▶ **ASSIGNMENT**
Go line by line through the entries below and copy those containing the string "target".

▶ **INPUT DATA**
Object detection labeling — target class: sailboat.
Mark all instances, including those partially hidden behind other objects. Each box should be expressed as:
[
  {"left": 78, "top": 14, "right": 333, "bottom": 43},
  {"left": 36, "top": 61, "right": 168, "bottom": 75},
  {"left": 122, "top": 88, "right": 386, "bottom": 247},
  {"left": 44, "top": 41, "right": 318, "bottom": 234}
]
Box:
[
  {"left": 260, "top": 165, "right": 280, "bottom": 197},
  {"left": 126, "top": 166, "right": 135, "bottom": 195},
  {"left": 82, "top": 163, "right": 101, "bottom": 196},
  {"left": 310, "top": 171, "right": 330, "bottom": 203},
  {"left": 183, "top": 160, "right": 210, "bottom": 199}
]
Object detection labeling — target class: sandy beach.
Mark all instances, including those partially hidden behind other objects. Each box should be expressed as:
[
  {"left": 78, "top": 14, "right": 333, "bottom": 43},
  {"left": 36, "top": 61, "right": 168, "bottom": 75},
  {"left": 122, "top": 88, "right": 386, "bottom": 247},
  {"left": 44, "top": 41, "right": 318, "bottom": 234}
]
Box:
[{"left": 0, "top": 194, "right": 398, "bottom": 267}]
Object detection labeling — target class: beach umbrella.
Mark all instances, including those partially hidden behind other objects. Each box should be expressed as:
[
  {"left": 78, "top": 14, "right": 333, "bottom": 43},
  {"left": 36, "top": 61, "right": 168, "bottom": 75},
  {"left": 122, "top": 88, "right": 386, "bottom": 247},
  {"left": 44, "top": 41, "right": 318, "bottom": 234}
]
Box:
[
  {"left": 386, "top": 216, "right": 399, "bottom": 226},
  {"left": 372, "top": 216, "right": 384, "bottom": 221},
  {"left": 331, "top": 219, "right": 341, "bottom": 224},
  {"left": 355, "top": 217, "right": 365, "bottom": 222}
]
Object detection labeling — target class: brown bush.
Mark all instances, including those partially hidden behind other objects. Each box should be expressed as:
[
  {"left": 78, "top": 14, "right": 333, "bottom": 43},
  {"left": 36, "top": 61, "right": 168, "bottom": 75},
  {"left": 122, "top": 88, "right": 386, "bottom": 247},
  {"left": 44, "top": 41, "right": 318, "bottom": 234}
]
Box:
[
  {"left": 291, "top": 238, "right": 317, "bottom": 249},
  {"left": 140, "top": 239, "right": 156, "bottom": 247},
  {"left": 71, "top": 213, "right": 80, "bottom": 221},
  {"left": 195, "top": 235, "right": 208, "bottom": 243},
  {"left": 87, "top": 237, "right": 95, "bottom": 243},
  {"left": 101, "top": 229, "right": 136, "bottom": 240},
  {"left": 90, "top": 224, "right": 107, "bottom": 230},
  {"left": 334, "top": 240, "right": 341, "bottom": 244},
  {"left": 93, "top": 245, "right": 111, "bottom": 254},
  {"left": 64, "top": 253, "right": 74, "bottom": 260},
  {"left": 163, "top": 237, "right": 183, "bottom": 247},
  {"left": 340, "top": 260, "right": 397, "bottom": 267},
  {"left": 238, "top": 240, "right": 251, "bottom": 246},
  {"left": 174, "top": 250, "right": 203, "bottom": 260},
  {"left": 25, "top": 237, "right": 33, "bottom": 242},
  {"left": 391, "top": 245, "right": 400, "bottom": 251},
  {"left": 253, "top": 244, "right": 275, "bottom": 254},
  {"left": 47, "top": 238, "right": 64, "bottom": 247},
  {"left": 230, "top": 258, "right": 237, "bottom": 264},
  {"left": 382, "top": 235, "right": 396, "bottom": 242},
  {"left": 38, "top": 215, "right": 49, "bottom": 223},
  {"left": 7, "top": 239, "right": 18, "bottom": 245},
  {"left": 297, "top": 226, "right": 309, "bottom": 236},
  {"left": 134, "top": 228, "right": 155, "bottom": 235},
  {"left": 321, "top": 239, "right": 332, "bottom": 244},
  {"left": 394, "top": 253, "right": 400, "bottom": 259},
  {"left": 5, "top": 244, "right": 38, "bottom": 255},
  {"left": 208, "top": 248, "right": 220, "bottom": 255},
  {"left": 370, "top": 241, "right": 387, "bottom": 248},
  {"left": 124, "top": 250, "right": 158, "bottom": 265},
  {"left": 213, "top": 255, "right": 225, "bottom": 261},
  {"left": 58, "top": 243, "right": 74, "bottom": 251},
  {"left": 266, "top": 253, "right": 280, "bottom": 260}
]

▶ **ANSWER**
Object detection labeling — target class: sailboat.
Object detection labeling — target class: sandy beach.
Object detection labeling — target class: beach umbrella.
Object detection labeling — target class: brown bush.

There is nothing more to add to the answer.